What you have to do: Please count how many lines below contain the word "image" and reply with only that number.

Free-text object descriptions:
- Opening Delimiter -
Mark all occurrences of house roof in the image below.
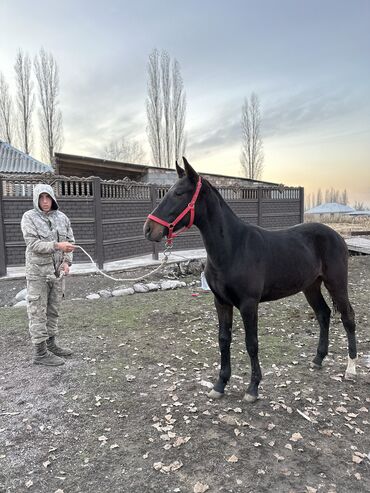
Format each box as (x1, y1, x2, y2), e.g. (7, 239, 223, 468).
(0, 140, 53, 174)
(305, 202, 356, 214)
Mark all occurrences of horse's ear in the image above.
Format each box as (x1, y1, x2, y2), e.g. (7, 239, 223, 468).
(176, 161, 185, 178)
(182, 157, 199, 183)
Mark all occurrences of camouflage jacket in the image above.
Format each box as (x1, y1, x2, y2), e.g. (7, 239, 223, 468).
(21, 184, 75, 280)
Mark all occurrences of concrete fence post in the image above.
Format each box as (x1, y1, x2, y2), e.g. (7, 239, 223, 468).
(299, 187, 305, 223)
(257, 187, 263, 226)
(92, 177, 104, 269)
(0, 176, 7, 277)
(0, 177, 6, 277)
(150, 184, 159, 260)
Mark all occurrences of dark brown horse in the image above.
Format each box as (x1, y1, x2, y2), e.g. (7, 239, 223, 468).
(144, 158, 357, 402)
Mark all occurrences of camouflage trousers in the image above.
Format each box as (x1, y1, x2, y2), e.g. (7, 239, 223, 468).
(26, 277, 64, 344)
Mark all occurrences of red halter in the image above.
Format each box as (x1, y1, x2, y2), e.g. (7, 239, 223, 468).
(148, 177, 202, 246)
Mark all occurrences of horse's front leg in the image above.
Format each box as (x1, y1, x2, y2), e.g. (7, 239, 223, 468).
- Closing Delimiter -
Exercise result: 8